» **TEXT**:
1:15-cv-10582
N.D. Ill.Jul 12, 2016Background
- Plaintiff Thomas Schrock sued Aetna under ERISA seeking reinstatement and payment of long-term disability (LTD) benefits after Aetna terminated benefits on February 18, 2015.
- Aetna relied on a vocational report by Nancy Robinson (an Aetna subsidiary employee) identifying four alternative occupations and using wage data (BLS mean and salary.com percentiles); the claims examiner found Schrock could meet the plan's wage requirement.
- On appeal Schrock argued Aetna miscalculated his ‘‘reasonable wage’’ (should be 80% v. 70% of pre-disability earnings), relied on inappropriate wage sources, and mischaracterized his education.
- Aetna recalculated the wage at 80% ($19.41/hr), commissioned a TSA addendum by Tamara Starbuck, and concluded one occupation (Geodetic Computator) met the wage requirement under both BLS and salary.com mean wages; Aetna affirmed the termination.

» **RECORDED DATA**:
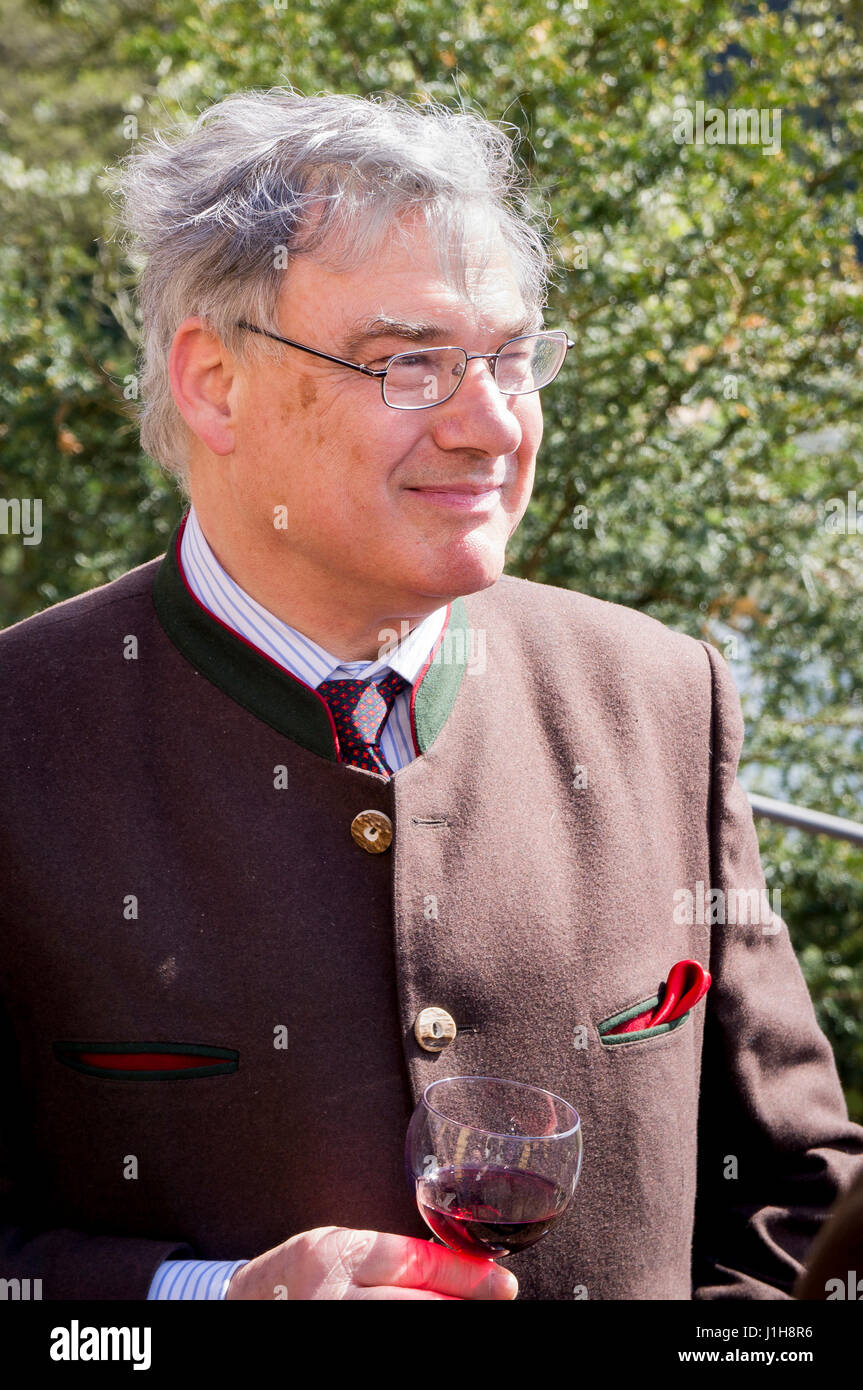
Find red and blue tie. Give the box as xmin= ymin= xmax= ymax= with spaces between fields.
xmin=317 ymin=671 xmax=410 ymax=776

» **PROMPT A**: Using the case summary, explain in one to three sentences why Schrock brought suit against Aetna under ERISA.
» **PROMPT B**: Quote the stretch of the case summary from "- Aetna recalculated" through "affirmed the termination.".

» **EXERCISE RESPONSE A**: Schrock sued to get his long-term disability benefits reinstated and paid after Aetna terminated them on February 18, 2015.

» **EXERCISE RESPONSE B**:
- Aetna recalculated the wage at 80% ($19.41/hr), commissioned a TSA addendum by Tamara Starbuck, and concluded one occupation (Geodetic Computator) met the wage requirement under both BLS and salary.com mean wages; Aetna affirmed the termination.